- **What needs to be done**
Copy all records verbatim.

- **Data provided**
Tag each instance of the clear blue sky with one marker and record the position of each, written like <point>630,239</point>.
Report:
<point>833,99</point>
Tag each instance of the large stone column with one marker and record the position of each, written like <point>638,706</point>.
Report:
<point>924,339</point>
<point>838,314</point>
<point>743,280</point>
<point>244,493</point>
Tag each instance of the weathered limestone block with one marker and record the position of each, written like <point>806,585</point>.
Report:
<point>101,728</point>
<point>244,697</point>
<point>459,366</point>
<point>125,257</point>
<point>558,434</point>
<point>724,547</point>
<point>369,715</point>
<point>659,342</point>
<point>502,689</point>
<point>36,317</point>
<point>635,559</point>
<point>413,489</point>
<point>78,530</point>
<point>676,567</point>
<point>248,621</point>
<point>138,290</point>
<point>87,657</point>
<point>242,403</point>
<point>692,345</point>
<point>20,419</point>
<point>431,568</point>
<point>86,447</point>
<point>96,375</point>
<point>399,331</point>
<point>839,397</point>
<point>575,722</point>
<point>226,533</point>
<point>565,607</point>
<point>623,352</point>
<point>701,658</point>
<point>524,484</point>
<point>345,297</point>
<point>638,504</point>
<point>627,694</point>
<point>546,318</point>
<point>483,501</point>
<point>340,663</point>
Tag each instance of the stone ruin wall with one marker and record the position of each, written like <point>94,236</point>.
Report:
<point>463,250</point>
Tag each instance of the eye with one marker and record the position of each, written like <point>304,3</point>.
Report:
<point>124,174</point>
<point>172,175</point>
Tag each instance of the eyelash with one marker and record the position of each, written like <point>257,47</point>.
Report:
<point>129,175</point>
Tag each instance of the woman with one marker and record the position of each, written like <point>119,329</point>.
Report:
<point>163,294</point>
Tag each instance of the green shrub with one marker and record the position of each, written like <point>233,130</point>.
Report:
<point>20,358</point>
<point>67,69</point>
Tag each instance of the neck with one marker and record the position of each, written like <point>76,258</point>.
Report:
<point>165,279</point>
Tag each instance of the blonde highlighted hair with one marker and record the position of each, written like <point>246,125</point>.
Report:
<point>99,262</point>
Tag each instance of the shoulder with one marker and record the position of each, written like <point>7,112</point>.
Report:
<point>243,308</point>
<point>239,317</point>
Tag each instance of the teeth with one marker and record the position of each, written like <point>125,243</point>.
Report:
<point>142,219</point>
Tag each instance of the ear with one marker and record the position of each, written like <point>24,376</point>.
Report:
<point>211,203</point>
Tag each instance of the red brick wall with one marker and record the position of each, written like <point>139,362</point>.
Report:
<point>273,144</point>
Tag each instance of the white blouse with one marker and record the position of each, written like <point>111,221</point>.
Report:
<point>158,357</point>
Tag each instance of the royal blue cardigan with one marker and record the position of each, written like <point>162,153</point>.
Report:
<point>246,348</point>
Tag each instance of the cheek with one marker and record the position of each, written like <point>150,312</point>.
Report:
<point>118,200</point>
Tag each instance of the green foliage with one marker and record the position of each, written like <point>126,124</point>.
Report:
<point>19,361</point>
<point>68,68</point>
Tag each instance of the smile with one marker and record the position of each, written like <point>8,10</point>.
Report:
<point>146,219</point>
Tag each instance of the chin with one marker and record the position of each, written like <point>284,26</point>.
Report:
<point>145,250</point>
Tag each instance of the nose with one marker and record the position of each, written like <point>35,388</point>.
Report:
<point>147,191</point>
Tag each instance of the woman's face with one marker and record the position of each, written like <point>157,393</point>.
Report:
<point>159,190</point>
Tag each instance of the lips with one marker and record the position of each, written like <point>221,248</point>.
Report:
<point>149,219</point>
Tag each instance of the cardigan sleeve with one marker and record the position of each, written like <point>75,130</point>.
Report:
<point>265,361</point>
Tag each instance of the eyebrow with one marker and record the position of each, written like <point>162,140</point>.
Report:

- **Final answer**
Tag each instance of the clear blue sky with one marker and record the position of each, written like <point>630,239</point>.
Report:
<point>833,99</point>
Tag each instance of the large stone column with one marker and record the position of each, written like <point>638,706</point>.
Report:
<point>924,339</point>
<point>838,314</point>
<point>743,280</point>
<point>244,493</point>
Tag each instance of the weathered limestone block with one marker and record the position of each, written like <point>806,585</point>.
Report:
<point>101,728</point>
<point>244,697</point>
<point>459,366</point>
<point>125,257</point>
<point>558,434</point>
<point>724,547</point>
<point>369,715</point>
<point>659,342</point>
<point>502,689</point>
<point>36,317</point>
<point>635,559</point>
<point>413,489</point>
<point>78,530</point>
<point>676,567</point>
<point>248,621</point>
<point>138,290</point>
<point>87,657</point>
<point>242,403</point>
<point>692,345</point>
<point>20,419</point>
<point>431,568</point>
<point>86,447</point>
<point>96,375</point>
<point>399,331</point>
<point>839,397</point>
<point>575,722</point>
<point>226,533</point>
<point>565,607</point>
<point>623,352</point>
<point>701,658</point>
<point>524,484</point>
<point>345,297</point>
<point>638,504</point>
<point>627,694</point>
<point>546,318</point>
<point>483,501</point>
<point>340,663</point>
Tag each instance of the stone ruin wall with one marker and record the position of each, written like <point>94,236</point>.
Report:
<point>463,250</point>
Tag each instance of the eye with one marker and record the position of each, written like <point>304,3</point>.
Report:
<point>124,174</point>
<point>172,175</point>
Tag each instance of the eyelash with one marker and record the position of each, written like <point>257,47</point>.
Report:
<point>129,175</point>
Tag each instance of the woman with one marker and record the position of each, written like <point>119,329</point>.
Report:
<point>163,294</point>
Tag each instance of the green shrub with one marker and record the position of each, written like <point>233,130</point>.
Report:
<point>20,358</point>
<point>67,69</point>
Tag each instance of the neck with one marker and record the position of each, written like <point>76,258</point>.
Report:
<point>165,279</point>
Tag each instance of the blonde highlighted hair with one marker and record the position of each, written like <point>246,125</point>.
Report:
<point>99,262</point>
Tag each instance of the shoulder with one marker and record the position of each, written like <point>7,112</point>.
Report:
<point>243,308</point>
<point>239,317</point>
Tag each instance of the teeth with one marker and record the position of each, written like <point>125,243</point>.
Report:
<point>142,219</point>
Tag each instance of the ear with one marker and record the position of each, written like <point>24,376</point>.
Report:
<point>211,203</point>
Tag each instance of the red brick wall with one marker and record the position of each, written like <point>139,362</point>.
Report:
<point>273,144</point>
Tag each instance of the white blouse with one marker and record the position of each, written like <point>111,221</point>.
Report:
<point>158,357</point>
Tag each instance of the royal blue cardigan with one marker and record the position of each, written like <point>162,153</point>.
Report:
<point>246,348</point>
Tag each instance of the cheek with one marker and record the position of each, written like <point>150,312</point>.
Report:
<point>118,200</point>
Tag each instance of the green foliage with one marker and record the position of each, written like <point>126,124</point>.
Report:
<point>19,361</point>
<point>68,68</point>
Tag each instance of the smile with one marker and record the position of each, written like <point>8,10</point>.
Report:
<point>146,219</point>
Tag each instance of the chin with one marker and record the position of each, written like <point>284,26</point>.
Report:
<point>145,250</point>
Tag each instance of the nose with one marker and record the position of each, written like <point>35,388</point>.
Report:
<point>147,191</point>
Tag each instance of the woman's face with one marker and record the position of each, written like <point>157,393</point>.
Report:
<point>159,190</point>
Tag each instance of the lips with one marker and record the position of each, written like <point>221,248</point>.
Report:
<point>149,219</point>
Tag each instance of the cardigan sleeve with one marker and record the position of each, written like <point>75,130</point>.
Report:
<point>265,361</point>
Tag each instance of the eyebrow with one marker and record the position of each, written like <point>162,140</point>.
Report:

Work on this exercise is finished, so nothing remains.